Problem to work on: Gather each line below that contains the string "dragonfly" and copy it out. Case counts.

#####

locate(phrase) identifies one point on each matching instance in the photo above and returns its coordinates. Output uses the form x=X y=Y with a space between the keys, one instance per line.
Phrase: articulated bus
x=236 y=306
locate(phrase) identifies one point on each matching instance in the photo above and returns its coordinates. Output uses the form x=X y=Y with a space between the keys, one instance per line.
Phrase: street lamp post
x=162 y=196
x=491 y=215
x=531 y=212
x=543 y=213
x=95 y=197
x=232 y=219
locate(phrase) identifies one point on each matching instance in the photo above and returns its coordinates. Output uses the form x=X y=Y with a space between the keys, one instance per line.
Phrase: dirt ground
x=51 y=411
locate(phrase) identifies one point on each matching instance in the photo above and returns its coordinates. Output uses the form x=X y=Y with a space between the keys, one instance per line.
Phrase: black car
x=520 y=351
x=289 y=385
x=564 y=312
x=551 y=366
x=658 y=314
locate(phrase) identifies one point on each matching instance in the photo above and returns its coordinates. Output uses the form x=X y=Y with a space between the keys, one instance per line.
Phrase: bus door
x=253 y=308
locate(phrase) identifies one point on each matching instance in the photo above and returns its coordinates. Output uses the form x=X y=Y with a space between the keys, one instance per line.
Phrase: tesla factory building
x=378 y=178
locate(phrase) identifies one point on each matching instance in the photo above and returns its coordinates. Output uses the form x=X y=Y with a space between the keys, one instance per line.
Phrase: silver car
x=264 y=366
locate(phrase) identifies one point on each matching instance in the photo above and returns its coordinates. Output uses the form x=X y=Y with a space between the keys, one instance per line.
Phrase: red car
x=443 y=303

#####

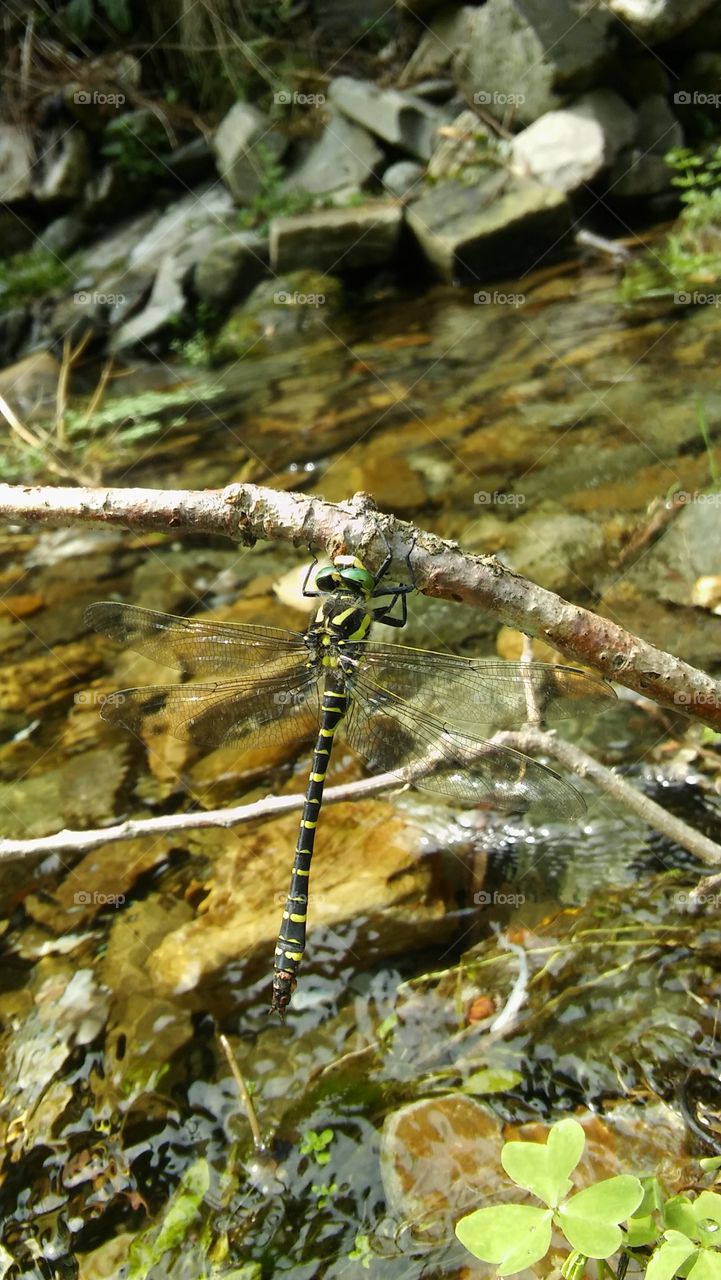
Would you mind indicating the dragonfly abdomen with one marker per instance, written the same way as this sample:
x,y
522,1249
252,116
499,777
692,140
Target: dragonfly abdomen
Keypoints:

#####

Result of the exercise:
Would you mind indicating the dragonfly abdomen with one marker per instance, written the same way as this sample:
Target: dragonfly abdomen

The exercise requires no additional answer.